GOAL 1
Repeat the passage of the time series page between "The chart below" and "April 12, 2021).", inclusive, word for word.

Introduction to Time Series Forecasting in Python
Introduction
Time series data is data gathered on the same subject over time, such as a country’s annual GDP, a stock price of a company over time, or your own heartbeat recorded at each second. In fact, anything that you can capture continuously at different time intervals is a time series data.
The chart below shows the daily stock price of Tesla Inc. (Ticker Symbol: TSLA) for the past year as an example of time series data. The value in US$ is shown by the y-axis on the right-hand side (the last point on the chart, $701.91, represents the current stock price as of the writing of this article on April 12, 2021).
Cross-sectional data, on the other hand, refers to datasets that hold information at a single moment in time, such as customer information, product information, company information, and so on.
An example of a dataset that records America’s best-selling electric automobiles in the first half of 2020 may be seen below. Rather than monitoring the number of automobiles sold over time, the graphic below compares the sales of different cars such as Tesla, Chevy, and Nissan over the same time period.
The distinction between cross-sectional and time-series data is easy to spot since the analytic goals for both datasets are vastly different. We were interested in watching Tesla’s stock price through time in the first study, but in the second, we wanted to look at various firms in the same time period, i.e. the first half of 2020.
A typical real-world dataset, on the other hand, is likely to be a hybrid. Consider a retailer such as Walmart, which sells thousands of things each day. A cross-sectional study is when you look at sales by product on a certain day, for example, if you want to know what the best-selling item is on Christmas Eve. In contrast, if you want to know the sales of a single item, such as the PS4, over a…

GOAL 2
Collect every line of the entries below that contains the string "blue".

Position identification entries

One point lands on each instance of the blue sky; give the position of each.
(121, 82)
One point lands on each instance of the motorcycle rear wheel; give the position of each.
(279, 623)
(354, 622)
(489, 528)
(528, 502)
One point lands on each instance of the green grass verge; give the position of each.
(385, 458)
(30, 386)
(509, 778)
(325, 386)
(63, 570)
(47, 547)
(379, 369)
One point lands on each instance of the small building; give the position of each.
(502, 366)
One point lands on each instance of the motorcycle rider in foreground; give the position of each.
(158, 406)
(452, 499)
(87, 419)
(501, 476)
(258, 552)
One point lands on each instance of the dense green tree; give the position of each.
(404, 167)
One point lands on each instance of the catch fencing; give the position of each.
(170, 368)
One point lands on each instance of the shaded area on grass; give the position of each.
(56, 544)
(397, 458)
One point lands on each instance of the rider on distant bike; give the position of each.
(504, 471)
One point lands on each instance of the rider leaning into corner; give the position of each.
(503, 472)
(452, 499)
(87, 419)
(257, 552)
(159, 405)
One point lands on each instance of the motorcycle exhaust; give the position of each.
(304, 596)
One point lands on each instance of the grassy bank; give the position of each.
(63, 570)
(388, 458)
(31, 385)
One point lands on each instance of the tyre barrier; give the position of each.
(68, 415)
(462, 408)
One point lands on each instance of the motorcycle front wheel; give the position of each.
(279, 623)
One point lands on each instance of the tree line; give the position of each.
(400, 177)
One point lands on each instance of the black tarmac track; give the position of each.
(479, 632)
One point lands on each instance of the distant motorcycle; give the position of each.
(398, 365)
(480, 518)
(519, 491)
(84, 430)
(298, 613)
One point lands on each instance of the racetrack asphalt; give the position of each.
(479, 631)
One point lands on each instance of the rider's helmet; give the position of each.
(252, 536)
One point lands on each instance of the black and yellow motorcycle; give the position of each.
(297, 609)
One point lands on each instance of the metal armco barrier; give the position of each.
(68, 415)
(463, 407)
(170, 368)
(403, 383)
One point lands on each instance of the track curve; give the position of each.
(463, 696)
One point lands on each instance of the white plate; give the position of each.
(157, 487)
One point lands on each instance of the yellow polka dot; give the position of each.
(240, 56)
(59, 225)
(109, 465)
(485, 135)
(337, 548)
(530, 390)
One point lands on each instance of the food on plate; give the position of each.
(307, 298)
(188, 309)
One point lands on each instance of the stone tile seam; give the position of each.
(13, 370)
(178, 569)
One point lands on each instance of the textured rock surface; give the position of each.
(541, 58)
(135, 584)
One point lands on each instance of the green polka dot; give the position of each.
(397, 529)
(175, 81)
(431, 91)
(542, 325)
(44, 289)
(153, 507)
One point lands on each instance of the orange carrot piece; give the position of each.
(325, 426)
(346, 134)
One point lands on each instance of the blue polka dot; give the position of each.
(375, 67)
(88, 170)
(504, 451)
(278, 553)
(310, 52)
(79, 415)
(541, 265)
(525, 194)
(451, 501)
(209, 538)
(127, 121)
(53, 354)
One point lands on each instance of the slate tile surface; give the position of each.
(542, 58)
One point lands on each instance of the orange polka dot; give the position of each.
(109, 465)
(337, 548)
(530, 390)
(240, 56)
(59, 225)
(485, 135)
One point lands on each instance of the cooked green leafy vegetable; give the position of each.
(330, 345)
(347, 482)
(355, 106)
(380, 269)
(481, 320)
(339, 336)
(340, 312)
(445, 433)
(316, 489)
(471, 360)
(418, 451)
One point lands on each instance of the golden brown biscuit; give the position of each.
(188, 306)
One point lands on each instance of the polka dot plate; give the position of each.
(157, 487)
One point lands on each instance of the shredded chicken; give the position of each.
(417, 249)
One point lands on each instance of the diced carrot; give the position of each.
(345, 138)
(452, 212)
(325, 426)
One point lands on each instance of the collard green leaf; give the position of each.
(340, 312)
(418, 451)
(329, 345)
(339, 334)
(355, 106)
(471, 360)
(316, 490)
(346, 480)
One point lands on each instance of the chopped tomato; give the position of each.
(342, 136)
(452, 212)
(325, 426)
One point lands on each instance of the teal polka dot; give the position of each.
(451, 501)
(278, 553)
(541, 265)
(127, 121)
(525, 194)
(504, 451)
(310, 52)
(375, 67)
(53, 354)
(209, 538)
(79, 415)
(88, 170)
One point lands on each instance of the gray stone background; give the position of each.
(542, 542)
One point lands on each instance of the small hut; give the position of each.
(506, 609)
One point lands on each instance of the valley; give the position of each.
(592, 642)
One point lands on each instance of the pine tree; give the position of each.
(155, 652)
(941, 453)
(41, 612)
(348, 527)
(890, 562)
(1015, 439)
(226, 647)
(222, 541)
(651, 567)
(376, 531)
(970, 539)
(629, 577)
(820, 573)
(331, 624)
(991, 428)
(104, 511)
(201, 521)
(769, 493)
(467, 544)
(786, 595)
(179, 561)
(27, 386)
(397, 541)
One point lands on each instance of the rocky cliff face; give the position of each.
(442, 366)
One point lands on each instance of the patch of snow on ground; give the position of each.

RESULT 1
The chart below shows the daily stock price of Tesla Inc. (Ticker Symbol: TSLA) for the past year as an example of time series data. The value in US$ is shown by the y-axis on the right-hand side (the last point on the chart, $701.91, represents the current stock price as of the writing of this article on April 12, 2021).

RESULT 2
One point lands on each instance of the blue sky; give the position of each.
One point lands on each instance of the blue polka dot; give the position of each.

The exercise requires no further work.